== Texto do exercício ==
....

Valor Econômico
Campanha começa a testar slogan “o capitão
do povo”
Cena interna. Domingo de manhã. Imagens do
auditório repleto de apoiadores, quase todos de verde e amarelo. O espaço que
comporta até quatro mil pessoas, está cheio, mas não lotado. É possível
circular sem esbarrões, há cadeiras livres. Uma minoria usa máscaras.
Centenas foram levados pela equipe da
ministra da Secretaria de Governo, Flávia Arruda (PL), que deixará o cargo na
próxima semana. Esposa do ex-senador e ex-governador José Roberto Arruda,
Flávia disputará uma vaga ao Senado pelo Distrito Federal. Se for eleita,
voltará 22 anos depois ao palco onde o marido renunciou ao mandato, para evitar
a cassação. Em 2000, Arruda, então líder do governo, envolveu-se na violação do
painel do Senado durante a votação da cassação do então senador Luiz Estevão.
Os telões instalados no local promovem o Partido Liberal (PL), legenda do presidente Jair Bolsonaro: “Movimento Filia Brasil - É com ele que eu vou” e “PL, o maior partido do Congresso Nacional”.
Música instrumental típica de bailes de
formatura embala a entrada de Bolsonaro. No trajeto até o palco, o locutor de
rodeio interrompe a música: “quem tem orgulho de ser brasileiro, levanta a mão
e dá um grito aí! Aqui é Cuiabano Lima, seguraaaa!”, completou uma das vozes
mais famosas do Brasil.

....

== Suas tarefas ==
a) Por favor, diga se cada afirmação abaixo está de acordo com o texto sobre o evento do PL, respondendo sim ou não e citando as palavras do texto que decidem. (i) O auditório estava lotado, sem nenhuma cadeira livre. (ii) Flávia Arruda vai disputar uma vaga ao Senado pelo Distrito Federal. (iii) A maior parte do público usava máscaras.
b) Prolongue o texto sobre o evento do PL a partir do ponto em que ele termina.

....

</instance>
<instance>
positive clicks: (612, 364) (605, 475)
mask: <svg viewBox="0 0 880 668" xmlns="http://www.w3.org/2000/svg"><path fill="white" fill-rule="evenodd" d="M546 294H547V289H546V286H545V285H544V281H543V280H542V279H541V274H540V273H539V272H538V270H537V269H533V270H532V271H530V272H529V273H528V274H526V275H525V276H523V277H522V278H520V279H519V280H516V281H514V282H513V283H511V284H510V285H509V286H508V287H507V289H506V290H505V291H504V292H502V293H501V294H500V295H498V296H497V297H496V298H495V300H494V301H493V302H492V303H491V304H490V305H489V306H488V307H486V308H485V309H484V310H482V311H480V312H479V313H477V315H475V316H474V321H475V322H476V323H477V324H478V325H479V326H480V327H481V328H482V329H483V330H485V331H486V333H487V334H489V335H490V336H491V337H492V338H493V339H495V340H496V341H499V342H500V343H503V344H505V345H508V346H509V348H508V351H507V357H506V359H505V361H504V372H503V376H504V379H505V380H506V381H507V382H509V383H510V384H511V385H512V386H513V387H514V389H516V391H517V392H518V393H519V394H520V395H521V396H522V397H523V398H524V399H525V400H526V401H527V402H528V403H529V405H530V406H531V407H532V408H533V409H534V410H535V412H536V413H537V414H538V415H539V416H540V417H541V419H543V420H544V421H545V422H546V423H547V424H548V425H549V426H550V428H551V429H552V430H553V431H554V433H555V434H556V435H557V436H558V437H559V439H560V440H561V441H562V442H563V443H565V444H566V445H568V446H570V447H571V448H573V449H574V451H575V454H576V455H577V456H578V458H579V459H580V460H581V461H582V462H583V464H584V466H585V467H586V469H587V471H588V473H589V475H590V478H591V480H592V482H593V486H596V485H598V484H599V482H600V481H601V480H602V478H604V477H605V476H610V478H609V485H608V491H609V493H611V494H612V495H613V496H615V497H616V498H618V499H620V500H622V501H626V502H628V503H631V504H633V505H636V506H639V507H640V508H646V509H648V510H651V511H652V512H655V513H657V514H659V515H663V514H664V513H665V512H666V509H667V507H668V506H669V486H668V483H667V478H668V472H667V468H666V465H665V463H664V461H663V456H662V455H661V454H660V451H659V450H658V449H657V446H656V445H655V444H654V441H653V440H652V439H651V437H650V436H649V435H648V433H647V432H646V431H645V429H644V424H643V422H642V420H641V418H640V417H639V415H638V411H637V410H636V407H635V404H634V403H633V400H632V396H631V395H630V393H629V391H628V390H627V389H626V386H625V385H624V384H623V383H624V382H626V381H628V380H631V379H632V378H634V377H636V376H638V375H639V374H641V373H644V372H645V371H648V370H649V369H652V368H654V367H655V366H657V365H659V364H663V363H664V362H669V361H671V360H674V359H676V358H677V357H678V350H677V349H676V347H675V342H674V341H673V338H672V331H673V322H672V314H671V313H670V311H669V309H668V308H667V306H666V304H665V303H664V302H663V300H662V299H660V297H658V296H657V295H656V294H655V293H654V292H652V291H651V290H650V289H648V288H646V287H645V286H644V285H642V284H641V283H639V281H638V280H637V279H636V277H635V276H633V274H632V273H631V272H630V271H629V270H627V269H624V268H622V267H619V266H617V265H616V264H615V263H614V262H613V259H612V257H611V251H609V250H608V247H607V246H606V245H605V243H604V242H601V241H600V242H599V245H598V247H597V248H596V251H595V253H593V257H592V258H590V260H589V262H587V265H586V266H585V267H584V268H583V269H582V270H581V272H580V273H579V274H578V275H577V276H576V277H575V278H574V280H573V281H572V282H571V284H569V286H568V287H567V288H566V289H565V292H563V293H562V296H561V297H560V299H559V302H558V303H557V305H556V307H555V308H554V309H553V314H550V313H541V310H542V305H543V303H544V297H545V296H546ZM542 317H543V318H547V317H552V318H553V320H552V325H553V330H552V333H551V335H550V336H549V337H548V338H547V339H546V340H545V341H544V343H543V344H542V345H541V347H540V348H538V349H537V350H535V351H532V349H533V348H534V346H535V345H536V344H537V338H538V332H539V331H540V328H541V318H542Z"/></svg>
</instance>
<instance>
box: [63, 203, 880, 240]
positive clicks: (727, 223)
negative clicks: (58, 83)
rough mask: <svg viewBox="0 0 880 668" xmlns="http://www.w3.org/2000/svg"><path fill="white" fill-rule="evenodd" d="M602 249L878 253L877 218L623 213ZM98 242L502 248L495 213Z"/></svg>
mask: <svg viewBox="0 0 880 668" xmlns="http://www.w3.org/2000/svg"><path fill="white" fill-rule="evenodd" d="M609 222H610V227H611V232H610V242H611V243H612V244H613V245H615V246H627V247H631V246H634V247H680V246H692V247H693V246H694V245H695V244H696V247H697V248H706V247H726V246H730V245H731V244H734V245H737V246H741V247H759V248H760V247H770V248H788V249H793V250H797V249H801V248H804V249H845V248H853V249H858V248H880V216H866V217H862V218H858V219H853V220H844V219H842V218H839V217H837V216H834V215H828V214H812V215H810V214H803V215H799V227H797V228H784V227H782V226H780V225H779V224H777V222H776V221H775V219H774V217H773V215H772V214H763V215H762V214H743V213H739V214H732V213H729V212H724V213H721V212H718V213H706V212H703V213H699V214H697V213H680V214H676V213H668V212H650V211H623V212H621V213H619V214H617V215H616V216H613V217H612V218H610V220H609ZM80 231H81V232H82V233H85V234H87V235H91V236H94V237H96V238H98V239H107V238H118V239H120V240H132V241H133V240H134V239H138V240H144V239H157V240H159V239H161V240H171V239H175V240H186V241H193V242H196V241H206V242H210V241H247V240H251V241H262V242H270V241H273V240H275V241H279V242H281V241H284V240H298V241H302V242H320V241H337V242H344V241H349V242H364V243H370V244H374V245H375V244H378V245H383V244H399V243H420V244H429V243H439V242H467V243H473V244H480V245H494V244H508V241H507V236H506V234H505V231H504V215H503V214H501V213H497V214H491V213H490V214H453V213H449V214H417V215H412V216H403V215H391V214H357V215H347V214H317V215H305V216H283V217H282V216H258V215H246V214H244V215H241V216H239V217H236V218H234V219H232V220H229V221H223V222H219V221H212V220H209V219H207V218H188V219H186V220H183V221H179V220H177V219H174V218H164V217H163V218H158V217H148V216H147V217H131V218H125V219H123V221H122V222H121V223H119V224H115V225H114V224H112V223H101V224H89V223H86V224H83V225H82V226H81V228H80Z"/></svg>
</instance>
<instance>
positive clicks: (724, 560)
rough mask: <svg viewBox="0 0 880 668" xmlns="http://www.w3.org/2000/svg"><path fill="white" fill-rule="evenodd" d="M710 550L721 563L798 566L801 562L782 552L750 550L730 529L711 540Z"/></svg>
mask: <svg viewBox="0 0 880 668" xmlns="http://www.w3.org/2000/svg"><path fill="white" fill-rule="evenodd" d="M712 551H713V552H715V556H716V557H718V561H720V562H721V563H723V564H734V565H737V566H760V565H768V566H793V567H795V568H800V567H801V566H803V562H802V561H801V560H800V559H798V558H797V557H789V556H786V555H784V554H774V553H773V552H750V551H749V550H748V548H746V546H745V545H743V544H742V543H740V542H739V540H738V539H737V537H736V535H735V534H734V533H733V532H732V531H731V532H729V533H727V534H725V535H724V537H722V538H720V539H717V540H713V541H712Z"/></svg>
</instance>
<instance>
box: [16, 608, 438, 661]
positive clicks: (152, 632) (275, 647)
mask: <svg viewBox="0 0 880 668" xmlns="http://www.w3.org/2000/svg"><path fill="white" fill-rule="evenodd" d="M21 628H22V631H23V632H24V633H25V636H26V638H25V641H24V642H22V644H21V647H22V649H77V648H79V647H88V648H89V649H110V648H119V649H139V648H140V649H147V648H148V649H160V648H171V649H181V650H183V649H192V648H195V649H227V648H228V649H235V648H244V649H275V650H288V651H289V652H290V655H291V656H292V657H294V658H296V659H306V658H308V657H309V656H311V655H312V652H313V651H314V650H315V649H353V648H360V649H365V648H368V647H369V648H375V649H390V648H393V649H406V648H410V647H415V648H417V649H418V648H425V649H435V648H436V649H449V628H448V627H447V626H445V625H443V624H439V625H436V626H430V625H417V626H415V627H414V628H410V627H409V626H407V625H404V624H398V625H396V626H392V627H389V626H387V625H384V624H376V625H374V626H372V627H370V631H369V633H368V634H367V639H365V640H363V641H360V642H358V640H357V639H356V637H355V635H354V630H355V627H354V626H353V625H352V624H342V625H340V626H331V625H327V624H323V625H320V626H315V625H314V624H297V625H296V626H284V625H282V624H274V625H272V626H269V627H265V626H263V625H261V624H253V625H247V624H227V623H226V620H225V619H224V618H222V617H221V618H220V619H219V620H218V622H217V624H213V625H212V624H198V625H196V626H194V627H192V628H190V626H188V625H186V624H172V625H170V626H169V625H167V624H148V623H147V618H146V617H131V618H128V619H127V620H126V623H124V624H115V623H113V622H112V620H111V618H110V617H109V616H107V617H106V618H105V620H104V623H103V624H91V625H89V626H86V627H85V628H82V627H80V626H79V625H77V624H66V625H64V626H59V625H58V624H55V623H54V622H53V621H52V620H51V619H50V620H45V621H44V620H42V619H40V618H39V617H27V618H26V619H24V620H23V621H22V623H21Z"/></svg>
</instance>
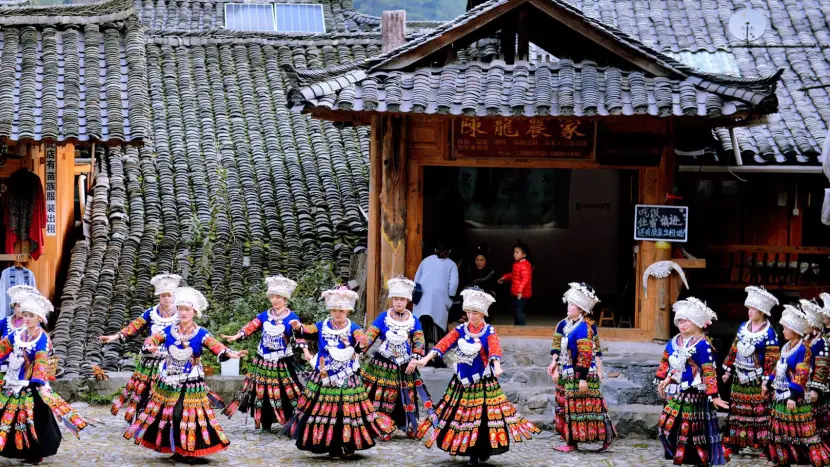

....

== Respostas esperadas ==
a)
(i) Não: "está cheio, mas não lotado" e "há cadeiras livres".
(ii) Sim: "Flávia disputará uma vaga ao Senado pelo Distrito Federal."
(iii) Não: "Uma minoria usa máscaras."

b)
Num tropeço da organização, o apresentador
oficial não compareceu. O jeito foi transformar Cuiabano Lima, que faria apenas
uma participação especial, em cerimonial.
“A emoção fala mais alto, o povo bate no
peito, aí vem ele, recebe o carinho do meu povo, o aplauso daqueles que dizem
esse é o capitão do povo”, exaltou Cuiabano, ao narrar o momento em que
Bolsonaro subiu ao palco.
“Capitão do povo” é um dos slogans que
começa a ser testado pela campanha bolsonarista. Um claro contraponto ao “Lula,
guerreiro do povo brasileiro”, uma das palavras de ordem recorrentes da
militância petista.
Cuiabano Lima é personagem relevante do
universo bolsonarista. Com quase 400 mil seguidores no Instagram, amigo próximo
de Bolsonaro, tornou-se um dos locutores de rodeio mais populares do país. O PL
informou à coluna que ele atuou no evento de domingo como “voluntário”.
Dono de um dos cachês mais altos do
segmento, ele é garoto-propaganda do governo federal. Em 2020, segundo
reportagem do Congresso em Foco, recebeu R$ 36 mil pela campanha da Mega Sena
da Virada. No ano passado, estrelou anúncios do Auxílio Emergencial.
Corta para o momento religioso. Cuiabano
convida: “somente quem acredita em Jesus Cristo levanta a mão”. Em seguida,
antecipa uma fala do presidente: “mais que batalha política, é uma batalha
espiritual”. Minutos depois, Bolsonaro afirmaria: “não é uma luta da esquerda
contra a direita, é uma luta do bem contra o mal”.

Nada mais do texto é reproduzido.